==== Extrait du document ====

À titre personnel, tu étais en Guadeloupe et tu étais joueuse de football mais aussi de futsal… Cette discipline, on ne la voit presque pas en Martinique. Que penses-tu de cette situation ?
“Il y a quelque temps, j’étais dans un match de la Relève Lamentinoise contre Kosmos, chez les garçons. Il y avait une ambiance de folie. Mais, je me suis demandé : pourquoi il n’y a pas ça pour les filles ? Pourquoi il n’y a pas la même chose pour les filles ? Il faut vraiment que les instances qui sont concernées par la création de championnats puissent mettre en œuvre les projets parce que les filles ont envie et j’ai eu beaucoup de retours grâce à ma page justement. On a envie et on veut un championnat de futsal féminin. On ne veut pas se contenter de faire des entraînements en mode swé (NDLR : terme créole qui signifie une partie sans enjeu)… On veut de la compétition, que ce soit en foot à 11 ou en futsal.”

==== Lignes enregistrées ====

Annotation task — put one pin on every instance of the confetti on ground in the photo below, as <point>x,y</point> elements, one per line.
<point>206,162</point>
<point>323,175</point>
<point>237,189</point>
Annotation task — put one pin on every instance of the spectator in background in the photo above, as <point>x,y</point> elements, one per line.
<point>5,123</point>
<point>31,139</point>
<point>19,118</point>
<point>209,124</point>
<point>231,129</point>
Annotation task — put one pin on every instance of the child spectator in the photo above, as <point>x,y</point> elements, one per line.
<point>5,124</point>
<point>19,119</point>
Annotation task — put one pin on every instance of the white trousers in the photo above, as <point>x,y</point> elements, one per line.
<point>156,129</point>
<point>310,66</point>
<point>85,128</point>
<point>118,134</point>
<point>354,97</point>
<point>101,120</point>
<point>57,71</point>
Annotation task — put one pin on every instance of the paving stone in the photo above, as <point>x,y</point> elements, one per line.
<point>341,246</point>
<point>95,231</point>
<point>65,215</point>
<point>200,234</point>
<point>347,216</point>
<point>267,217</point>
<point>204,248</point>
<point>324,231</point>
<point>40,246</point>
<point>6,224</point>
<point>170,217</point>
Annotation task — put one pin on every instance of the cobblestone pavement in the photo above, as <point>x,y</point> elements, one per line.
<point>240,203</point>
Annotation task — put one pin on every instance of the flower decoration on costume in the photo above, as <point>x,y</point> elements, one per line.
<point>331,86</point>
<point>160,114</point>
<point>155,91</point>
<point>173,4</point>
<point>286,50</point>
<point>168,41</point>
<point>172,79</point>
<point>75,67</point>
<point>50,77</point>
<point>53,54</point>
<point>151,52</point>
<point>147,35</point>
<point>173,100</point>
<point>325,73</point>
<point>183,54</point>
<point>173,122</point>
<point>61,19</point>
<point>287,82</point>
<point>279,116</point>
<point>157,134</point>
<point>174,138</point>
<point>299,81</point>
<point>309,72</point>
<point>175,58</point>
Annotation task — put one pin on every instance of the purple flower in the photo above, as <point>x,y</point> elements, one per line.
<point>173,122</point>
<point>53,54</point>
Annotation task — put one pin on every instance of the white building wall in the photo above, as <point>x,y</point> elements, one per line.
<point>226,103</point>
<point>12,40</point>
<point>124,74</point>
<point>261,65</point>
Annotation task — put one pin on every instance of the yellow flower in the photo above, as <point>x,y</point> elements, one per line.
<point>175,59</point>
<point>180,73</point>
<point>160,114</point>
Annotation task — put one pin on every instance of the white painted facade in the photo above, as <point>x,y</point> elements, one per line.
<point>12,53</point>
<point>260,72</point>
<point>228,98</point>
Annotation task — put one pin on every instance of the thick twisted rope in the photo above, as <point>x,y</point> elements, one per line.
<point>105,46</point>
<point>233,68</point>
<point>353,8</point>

====

> **Consigne 1**:
Répondez à ces questions sur l'extrait sur le futsal féminin :
(a) Dans quel territoire la personne interrogée jouait-elle au football et au futsal ?
(b) Quelles équipes s'affrontaient lors du match de garçons évoqué ?
(c) Que signifie le terme créole « swé » selon la note de la rédaction ?
> **Consigne 2**:
Poursuivez l'extrait sur le futsal féminin après sa dernière phrase.
Les items n'ont aucun lien avec l'extrait sur le futsal féminin.

> **Réponse finale 1**:
(a) En Guadeloupe.
(b) La Relève Lamentinoise et Kosmos.
(c) Une partie sans enjeu.

> **Réponse finale 2**:
Aujourd’hui en Martinique, comptes-tu rejouer au football la saison prochaine ?
“Oui bien sûr, le football c’est ma passion. Donc, oui je veux rejouer. J’ai plusieurs clubs dans le collimateur. Les play-offs vont être décisifs dans ma prise de décision.”
Quels sont ces clubs ?
“Les clubs les plus hauts : le RC Rivière-Pilote, l’Avenir FC, le Club Franciscain, et même l’Émulation, pourquoi pas… C’est mon ancien club formateur.”
Et tu seras toujours sélectionnable ?
“Ah pour ça, je ne vais pas cacher que je travaille pour. Ce sera au sélectionneur de décider. Mais en tout cas, je vais tout faire pour retrouver ma Martinique et défendre les couleurs de mon île que j’aime.”
.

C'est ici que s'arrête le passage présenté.